- TASK TO CARRY OUT
Rewrite the material below as a numbered list, one line per item, leaving out any blank lines.

- ROWS
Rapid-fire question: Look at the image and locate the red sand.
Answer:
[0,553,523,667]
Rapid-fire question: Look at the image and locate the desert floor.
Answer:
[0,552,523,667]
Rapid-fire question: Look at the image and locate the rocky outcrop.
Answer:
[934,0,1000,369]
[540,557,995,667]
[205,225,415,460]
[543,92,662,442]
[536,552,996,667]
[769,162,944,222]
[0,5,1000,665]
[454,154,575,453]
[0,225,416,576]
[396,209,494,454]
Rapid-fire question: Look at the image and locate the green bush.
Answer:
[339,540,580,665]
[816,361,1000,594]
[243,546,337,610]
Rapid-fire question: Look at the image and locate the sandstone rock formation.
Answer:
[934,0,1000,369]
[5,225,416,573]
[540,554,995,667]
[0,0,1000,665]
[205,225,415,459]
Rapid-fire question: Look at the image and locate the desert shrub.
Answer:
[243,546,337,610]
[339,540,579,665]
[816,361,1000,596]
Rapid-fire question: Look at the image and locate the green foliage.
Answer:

- FINAL ANSWER
1. Rapid-fire question: Look at the image and locate the red sand.
2. Answer:
3. [0,553,523,667]
4. Rapid-fire question: Look at the image and locate the desert floor.
5. Answer:
6. [0,552,523,667]
7. Rapid-fire question: Look at the image and locate the rocky outcrop.
8. Answer:
9. [934,0,1000,369]
10. [540,557,995,667]
11. [205,225,415,460]
12. [543,92,662,442]
13. [536,552,996,667]
14. [769,162,944,222]
15. [0,5,1000,665]
16. [454,154,575,453]
17. [0,225,416,576]
18. [396,209,494,454]
19. Rapid-fire question: Look at the image and locate the green bush.
20. Answer:
21. [339,540,580,665]
22. [816,361,1000,594]
23. [243,546,337,610]
24. Rapid-fire question: Look at the image and locate the sandstone rock formation.
25. Answer:
26. [934,0,1000,369]
27. [5,225,416,573]
28. [540,554,995,667]
29. [0,0,1000,665]
30. [205,225,415,459]
31. Rapid-fire question: Look at the image and locate the desert shrub.
32. Answer:
33. [243,546,337,610]
34. [339,540,579,665]
35. [816,361,1000,596]
36. Rapid-fire question: Look at the image and locate the green foliage.
37. Answer:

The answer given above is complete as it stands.